::: Task data :::

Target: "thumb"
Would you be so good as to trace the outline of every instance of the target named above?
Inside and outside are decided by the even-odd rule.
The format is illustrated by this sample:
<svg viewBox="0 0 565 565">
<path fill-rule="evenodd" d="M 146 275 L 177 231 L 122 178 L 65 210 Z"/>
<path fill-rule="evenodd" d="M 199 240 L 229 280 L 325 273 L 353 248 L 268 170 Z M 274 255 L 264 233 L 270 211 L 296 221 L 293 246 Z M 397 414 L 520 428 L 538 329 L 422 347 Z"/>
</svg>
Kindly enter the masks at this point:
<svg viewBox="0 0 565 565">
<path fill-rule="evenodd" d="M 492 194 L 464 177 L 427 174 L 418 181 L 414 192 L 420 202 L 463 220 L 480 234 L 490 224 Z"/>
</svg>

:::

▶ What you are asked to do
Put the material above into a numbered list, one line per item, and leave out any blank lines.

▶ Correct result
1. Target: "thumb"
2. Would you be so good as to trace the outline of every instance of the target named above?
3. Inside and outside are decided by the even-odd rule.
4. The format is illustrated by this sample:
5. <svg viewBox="0 0 565 565">
6. <path fill-rule="evenodd" d="M 146 275 L 177 231 L 122 178 L 65 210 Z"/>
7. <path fill-rule="evenodd" d="M 199 240 L 229 280 L 325 273 L 353 248 L 268 170 Z M 274 255 L 264 233 L 270 211 L 296 221 L 293 246 Z M 397 414 L 520 428 L 538 329 L 422 347 Z"/>
8. </svg>
9. Kindly enter the masks at this point:
10. <svg viewBox="0 0 565 565">
11. <path fill-rule="evenodd" d="M 492 194 L 464 177 L 427 174 L 418 181 L 414 192 L 420 202 L 463 220 L 480 234 L 490 224 Z"/>
12. </svg>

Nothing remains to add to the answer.